Start of AVAILABLE DATA

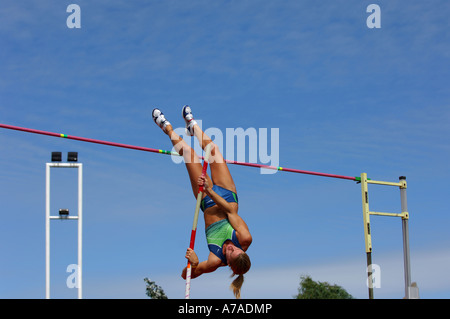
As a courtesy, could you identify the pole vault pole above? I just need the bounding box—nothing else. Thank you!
[185,143,211,299]
[0,123,361,182]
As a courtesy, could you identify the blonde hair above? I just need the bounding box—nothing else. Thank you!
[230,253,252,299]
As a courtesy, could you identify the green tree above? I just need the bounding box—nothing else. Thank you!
[296,276,353,299]
[144,277,168,299]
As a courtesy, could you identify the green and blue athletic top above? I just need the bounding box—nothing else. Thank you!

End of AVAILABLE DATA

* [REQUIRED WORK]:
Present every line of the records above as a numbered list, with blank lines and pictures left out.

* [OUTPUT BELOW]:
1. As a courtesy, could you identify the pole vault pole above? I just need the bounding box—nothing else. Thank you!
2. [185,143,211,299]
3. [0,123,361,182]
4. As a courtesy, could you identify the blonde hair above? I just need the bounding box—nothing else. Thank you!
5. [230,253,252,299]
6. As a courtesy, could you identify the green tree above? I just need the bounding box—nothing else. Thank you!
7. [296,276,353,299]
8. [144,277,168,299]
9. As a courtesy, could you identify the green and blue athletic top above? I just need the bounding box—nothing else. Thank you!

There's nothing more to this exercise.